• GIVEN ENTRIES:
▬▬▬

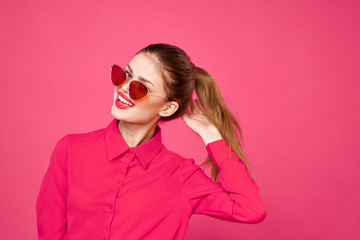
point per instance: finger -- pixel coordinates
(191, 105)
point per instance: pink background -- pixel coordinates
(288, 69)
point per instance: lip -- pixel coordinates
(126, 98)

▬▬▬

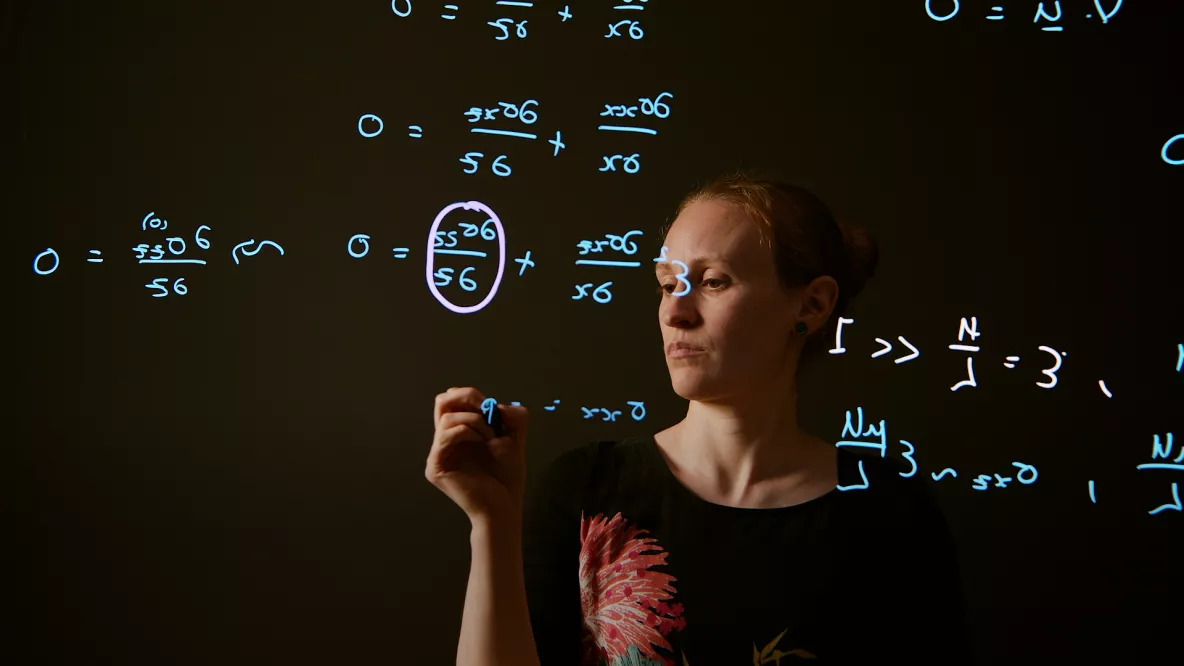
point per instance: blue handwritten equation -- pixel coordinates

▬▬▬

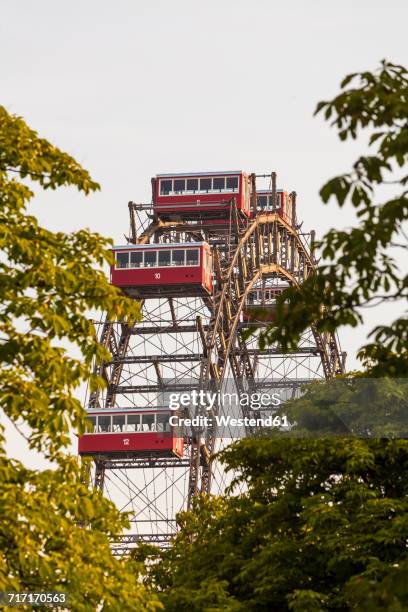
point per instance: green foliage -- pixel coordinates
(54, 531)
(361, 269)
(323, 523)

▬▬▬

• WHAT YOU SHOULD DO:
Pull out every line in the entries above that contains the string "pixel", matching case exactly.

• EXERCISE RESULT:
point per instance: finger -- pixel coordinates
point per instance: pink background -- pixel coordinates
point per instance: lip -- pixel coordinates
point per instance: blue handwritten equation -- pixel coordinates
point per instance: green foliage -- pixel coordinates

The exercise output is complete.